▶ _Source extract_
Things a silly non-programmer like me has used Python for

A few example of things I've done with Python over the years, some just for fun and some to solve problems that I didn't know how else to solve:

Mathematics

Done a lot of mathematical stuff in Python; go back to back for a hint of how one can easily construct quite abstract mathematical gizmos. I'm going to refrain from listing them all - you guys have an idea what mathematics is.

Just going to mention one specifically; it's the one that it seems to me has the highest "keen" factor: We all know that the n-th Fibonacci number is given by the formula

Fib(n) = (1/Sqrt(5))(((1+Sqrt(5))/2)n+1 - ((1-Sqrt(5))/2)n+1).
One of the fun parts of teaching 3013 is deriving this formula by diagonalizing a certain matrix. Years ago when I was stupid(er) I used to tell the kids that you could use this formula as an efficient way to actually calculate Fib(n) for large n. Of course that's nonsense; if one is using standard doubles then roundoff error swamps the result when n gets to 15 or so.

The keen thing: Last summer I made a Python thingie that actually evaluates Sqrt(5) exactly, as an element of

Q[x]/<x2-5>;
this means I can use the formula above to calculate Fib(n) for large n! (On a 2000GH/512MB machine I get Fib(10000) "instantaneously" and Fib(100000) in what seems to be a little more than one second.)

You gotta admit that's keen...

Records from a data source
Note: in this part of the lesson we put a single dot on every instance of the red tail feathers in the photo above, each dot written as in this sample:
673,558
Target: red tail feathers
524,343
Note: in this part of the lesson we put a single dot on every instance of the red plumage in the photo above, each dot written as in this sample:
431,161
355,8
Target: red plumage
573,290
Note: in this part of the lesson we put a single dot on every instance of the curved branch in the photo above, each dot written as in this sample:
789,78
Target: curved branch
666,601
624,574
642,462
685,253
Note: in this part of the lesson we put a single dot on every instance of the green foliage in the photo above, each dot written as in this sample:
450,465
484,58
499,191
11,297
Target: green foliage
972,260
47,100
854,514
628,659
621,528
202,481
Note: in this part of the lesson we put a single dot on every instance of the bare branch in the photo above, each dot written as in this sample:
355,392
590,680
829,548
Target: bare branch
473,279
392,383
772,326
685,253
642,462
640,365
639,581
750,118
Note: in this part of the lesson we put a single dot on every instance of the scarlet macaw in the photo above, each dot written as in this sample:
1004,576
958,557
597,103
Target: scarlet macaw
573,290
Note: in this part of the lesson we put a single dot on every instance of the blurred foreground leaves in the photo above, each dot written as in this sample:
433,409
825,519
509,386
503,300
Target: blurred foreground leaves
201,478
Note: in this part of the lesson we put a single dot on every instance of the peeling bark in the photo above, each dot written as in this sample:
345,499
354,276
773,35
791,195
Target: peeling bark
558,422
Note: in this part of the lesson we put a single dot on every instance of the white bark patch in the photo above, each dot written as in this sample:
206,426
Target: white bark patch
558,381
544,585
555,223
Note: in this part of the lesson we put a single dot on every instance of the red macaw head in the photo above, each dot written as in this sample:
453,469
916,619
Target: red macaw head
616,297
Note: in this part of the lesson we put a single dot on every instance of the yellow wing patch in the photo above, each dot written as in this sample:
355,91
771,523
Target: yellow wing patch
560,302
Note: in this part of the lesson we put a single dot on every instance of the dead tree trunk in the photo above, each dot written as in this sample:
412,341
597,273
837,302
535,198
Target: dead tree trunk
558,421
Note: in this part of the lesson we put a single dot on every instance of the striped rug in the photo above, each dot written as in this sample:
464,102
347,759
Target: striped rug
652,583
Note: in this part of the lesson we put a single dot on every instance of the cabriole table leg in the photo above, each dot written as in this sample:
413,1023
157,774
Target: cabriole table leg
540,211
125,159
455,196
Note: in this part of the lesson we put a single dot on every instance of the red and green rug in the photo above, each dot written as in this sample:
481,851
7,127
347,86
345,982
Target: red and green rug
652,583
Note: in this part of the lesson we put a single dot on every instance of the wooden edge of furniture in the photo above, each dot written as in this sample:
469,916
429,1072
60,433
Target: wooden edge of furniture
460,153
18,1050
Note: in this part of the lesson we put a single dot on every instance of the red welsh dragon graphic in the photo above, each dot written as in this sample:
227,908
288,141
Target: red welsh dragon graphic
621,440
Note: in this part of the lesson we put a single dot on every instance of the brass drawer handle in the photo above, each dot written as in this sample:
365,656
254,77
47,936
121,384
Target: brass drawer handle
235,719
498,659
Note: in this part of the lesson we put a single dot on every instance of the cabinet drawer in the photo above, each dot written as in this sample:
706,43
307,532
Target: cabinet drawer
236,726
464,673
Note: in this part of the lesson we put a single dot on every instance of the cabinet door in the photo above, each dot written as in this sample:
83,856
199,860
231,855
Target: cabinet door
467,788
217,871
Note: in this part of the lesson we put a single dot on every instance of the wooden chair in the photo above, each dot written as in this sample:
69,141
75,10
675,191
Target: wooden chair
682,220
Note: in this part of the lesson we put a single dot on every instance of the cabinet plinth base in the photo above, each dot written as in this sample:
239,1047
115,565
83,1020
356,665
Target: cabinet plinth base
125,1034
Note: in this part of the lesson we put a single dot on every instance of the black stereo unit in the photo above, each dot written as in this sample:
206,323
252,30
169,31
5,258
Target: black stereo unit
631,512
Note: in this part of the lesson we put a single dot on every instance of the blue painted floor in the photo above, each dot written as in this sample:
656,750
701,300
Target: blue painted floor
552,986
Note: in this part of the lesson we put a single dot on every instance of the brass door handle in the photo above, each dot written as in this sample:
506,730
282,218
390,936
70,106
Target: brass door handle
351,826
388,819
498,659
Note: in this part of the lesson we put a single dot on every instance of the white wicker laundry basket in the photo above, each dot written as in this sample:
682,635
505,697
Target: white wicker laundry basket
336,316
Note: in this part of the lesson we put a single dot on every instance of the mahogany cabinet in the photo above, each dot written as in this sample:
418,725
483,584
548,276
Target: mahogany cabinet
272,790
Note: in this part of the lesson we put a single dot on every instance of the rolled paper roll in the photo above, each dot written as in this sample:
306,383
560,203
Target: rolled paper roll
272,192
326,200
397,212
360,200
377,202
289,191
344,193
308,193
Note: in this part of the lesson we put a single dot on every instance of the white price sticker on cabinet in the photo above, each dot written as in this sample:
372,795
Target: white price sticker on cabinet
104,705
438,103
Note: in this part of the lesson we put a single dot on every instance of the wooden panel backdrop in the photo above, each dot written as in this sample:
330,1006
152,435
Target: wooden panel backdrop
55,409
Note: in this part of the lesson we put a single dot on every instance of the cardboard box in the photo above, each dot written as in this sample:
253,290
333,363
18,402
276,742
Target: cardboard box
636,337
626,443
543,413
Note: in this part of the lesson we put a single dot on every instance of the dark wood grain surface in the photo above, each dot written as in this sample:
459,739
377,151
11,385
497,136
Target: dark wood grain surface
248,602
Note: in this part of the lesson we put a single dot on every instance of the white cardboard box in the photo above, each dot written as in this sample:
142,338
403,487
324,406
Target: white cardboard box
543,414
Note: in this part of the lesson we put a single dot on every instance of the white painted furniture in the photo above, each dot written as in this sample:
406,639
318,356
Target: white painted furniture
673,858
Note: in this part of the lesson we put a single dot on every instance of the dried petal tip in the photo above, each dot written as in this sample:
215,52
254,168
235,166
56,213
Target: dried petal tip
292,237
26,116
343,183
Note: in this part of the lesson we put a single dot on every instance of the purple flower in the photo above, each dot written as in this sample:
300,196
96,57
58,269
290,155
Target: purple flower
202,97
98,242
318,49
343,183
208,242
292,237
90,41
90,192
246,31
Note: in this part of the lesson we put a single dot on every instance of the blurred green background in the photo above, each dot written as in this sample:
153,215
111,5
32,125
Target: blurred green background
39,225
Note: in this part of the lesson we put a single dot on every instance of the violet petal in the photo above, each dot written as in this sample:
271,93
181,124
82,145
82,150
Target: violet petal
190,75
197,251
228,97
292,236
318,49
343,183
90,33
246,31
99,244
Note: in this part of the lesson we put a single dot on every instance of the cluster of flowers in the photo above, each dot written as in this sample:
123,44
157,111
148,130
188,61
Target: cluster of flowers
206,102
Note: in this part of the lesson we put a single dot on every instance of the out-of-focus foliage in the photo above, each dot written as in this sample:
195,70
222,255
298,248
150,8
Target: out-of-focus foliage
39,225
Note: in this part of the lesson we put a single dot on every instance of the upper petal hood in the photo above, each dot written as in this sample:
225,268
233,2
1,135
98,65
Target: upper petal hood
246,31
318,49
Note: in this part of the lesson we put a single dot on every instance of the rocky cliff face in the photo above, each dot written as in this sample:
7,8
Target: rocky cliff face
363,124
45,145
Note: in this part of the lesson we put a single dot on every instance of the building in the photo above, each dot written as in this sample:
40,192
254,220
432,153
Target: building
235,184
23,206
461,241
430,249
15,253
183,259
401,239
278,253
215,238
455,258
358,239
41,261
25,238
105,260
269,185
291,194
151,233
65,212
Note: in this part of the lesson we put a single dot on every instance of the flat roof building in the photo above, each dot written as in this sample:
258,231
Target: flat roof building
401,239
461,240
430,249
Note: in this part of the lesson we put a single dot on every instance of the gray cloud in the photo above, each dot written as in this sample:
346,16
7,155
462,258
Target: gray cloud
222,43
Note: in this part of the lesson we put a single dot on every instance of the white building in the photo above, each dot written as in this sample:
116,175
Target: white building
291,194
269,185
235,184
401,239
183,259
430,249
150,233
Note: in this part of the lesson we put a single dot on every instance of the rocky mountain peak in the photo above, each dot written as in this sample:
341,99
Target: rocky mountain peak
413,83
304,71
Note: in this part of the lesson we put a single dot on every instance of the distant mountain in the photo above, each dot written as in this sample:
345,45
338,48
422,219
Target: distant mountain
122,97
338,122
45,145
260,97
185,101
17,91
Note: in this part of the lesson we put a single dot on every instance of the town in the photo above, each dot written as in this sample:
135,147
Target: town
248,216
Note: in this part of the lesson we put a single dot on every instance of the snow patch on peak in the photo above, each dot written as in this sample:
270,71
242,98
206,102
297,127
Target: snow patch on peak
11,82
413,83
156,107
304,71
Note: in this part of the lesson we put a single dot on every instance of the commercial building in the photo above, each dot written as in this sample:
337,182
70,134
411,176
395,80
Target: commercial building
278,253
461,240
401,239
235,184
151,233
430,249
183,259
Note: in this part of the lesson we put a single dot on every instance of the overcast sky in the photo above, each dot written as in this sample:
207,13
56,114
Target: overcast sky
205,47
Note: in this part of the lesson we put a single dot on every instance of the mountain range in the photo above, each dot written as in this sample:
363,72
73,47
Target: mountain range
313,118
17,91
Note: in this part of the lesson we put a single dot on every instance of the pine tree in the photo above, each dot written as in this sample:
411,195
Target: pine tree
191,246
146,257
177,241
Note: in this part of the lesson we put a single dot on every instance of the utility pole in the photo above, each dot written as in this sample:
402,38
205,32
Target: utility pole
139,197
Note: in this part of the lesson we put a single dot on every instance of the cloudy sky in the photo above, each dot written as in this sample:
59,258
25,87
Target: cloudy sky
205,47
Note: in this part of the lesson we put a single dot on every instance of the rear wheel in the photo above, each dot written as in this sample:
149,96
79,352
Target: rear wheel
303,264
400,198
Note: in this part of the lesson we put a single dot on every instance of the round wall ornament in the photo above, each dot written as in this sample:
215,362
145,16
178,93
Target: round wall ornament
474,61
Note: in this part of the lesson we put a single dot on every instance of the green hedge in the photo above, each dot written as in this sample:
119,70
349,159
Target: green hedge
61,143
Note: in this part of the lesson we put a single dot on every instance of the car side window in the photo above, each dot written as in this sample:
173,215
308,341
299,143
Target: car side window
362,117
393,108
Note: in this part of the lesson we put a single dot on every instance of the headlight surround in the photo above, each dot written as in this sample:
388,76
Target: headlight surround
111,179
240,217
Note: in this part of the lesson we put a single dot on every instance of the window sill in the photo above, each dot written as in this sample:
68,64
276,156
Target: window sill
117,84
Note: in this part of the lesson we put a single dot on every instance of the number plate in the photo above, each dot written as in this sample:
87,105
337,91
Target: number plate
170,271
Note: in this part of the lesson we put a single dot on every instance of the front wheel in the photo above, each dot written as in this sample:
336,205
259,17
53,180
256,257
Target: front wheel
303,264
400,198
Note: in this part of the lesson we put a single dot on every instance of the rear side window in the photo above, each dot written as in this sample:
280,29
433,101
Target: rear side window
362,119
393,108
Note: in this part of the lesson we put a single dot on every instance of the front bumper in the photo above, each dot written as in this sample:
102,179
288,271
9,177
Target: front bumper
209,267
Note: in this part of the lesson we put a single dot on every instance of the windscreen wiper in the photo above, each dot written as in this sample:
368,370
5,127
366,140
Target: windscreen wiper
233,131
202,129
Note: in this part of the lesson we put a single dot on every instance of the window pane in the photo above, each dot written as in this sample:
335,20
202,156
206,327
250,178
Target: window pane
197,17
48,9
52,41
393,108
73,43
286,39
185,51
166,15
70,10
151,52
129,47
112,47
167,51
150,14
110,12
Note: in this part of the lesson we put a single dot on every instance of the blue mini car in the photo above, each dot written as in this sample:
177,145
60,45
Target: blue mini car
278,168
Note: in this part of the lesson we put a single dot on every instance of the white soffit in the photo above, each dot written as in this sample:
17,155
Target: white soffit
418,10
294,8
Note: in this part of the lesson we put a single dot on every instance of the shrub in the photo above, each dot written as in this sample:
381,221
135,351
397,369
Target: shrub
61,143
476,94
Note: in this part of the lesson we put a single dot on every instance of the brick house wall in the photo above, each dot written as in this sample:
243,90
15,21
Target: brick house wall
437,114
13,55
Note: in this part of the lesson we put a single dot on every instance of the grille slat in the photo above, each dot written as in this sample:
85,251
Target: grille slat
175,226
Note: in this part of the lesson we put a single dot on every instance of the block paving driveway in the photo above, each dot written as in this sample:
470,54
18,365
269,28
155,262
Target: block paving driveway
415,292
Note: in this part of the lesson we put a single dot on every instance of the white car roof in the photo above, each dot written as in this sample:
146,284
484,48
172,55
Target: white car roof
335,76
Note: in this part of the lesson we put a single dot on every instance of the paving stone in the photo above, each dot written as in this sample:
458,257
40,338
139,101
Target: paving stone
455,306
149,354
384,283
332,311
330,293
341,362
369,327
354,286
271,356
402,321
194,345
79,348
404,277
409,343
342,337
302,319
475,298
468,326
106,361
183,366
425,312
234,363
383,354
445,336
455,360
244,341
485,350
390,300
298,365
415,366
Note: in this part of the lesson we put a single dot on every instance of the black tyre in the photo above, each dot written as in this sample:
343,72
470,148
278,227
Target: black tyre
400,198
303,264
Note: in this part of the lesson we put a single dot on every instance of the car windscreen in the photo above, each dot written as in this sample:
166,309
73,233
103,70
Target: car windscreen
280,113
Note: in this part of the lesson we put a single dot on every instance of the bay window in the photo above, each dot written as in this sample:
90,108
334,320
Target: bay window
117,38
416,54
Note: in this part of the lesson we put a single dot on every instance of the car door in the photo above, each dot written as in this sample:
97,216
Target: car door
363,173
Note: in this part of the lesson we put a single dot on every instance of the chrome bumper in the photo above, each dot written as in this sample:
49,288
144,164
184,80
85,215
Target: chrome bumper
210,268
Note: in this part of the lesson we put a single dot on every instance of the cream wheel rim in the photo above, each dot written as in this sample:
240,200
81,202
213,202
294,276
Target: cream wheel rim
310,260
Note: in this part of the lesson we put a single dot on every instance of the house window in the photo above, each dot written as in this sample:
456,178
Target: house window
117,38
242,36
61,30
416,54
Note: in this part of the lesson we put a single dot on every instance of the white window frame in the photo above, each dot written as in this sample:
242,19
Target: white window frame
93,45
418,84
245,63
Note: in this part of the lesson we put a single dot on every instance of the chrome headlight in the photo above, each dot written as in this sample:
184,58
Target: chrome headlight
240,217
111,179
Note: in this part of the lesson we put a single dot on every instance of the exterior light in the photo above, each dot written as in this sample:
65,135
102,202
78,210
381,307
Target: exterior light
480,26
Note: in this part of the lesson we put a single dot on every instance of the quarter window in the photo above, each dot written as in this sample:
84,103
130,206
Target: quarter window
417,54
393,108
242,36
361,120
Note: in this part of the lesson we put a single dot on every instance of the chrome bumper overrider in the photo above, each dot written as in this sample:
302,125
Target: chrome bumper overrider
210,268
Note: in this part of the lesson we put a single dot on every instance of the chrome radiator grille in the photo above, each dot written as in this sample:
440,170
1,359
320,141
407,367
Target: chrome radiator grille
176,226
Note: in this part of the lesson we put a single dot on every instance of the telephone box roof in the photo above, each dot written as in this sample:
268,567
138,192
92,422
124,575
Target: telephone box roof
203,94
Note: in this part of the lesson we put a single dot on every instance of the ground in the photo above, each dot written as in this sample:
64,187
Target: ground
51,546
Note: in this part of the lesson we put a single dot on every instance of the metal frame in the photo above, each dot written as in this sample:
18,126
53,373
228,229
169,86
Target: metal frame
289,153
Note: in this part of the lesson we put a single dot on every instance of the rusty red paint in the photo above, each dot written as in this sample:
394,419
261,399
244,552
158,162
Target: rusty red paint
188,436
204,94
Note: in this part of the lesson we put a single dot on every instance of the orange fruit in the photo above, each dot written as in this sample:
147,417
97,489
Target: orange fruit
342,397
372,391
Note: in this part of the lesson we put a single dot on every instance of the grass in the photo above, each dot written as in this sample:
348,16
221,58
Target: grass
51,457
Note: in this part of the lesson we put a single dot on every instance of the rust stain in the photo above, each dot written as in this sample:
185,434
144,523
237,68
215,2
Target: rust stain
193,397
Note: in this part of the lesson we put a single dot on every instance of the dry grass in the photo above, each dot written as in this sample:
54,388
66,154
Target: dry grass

▶ _Challenges_
**1.** Answer these questions from the piece on personal Python projects:
(a) In which course, by number, does the writer derive the Fibonacci formula?
(b) Around what value of n does roundoff error swamp the result when standard doubles are used?
(c) About how long does computing Fib(100000) take on the writer's machine?
**2.** Write a continuation of the piece on personal Python projects, starting after its final line.

▶ _Solved problems_
**1.**
(a) 3013
(b) When n gets to 15 or so
(c) A little more than one second

**2.**
Internet stuff

poplib.py

Last summer, because of a certain worm, I found I was getting about 200 MB of spam daily! That was 2000 messages a day, each containing a 100KB attachment.

This was a problem - I couldn't delete the stuff using my email program even if I wanted to, because Eudora simply choked on an mbox that size. (Why it downloads everything all at once instead of just the headers I couldn't tell you.) I saw Procmail solutions posted on the internet, but that didn't work because we weren't running Procmail... But it was _very_ easy, using the Python module 'poplib', to write a little Python script that reaches into my mbox and deletes all the messages above a certain size. Still using it, although it's now only about 20 or 40 of those messages daily.

urllib.py

A few years ago Dr. Alspach told me that he was surprised he couldn't find a Perl script that would crawl a web site looking for broken links. A few days later I gave him a simple Python script that did exactly that - he seems to have used it for a few years, for example when he was maintaining the graduate program's home page, I don't know whether he still has any use for it.

httplib.py

Years ago I had a problem: If I tried to download a large file from a website (at home) it never worked, because I never stayed connected long enough. These days connections are more reliable and web browsers are smart enough to resume an interrupted download where it left off, but back then it was a problem. I made a Python script that was smarter than Netscape in this regard; I could download part of a file and then after getting disconnected download the rest of it without going back to the start. (This one took a little research in the HTTP specification to figure out what requests to send, but once I knew what I wanted to do it was no work at all to get the Python httplib module to do it.)

General programming

Rolodex.html

All of the html code for rolodex.html, as well as the pages it leads to, like Faculty, Faculty Pictures, and Aichele, is generated by Python scripts. (Each year I get an Excel file with the new data from the office; I open it in Excel and save as csv, then a little bit of Python converts that to my data format and generates all the html.)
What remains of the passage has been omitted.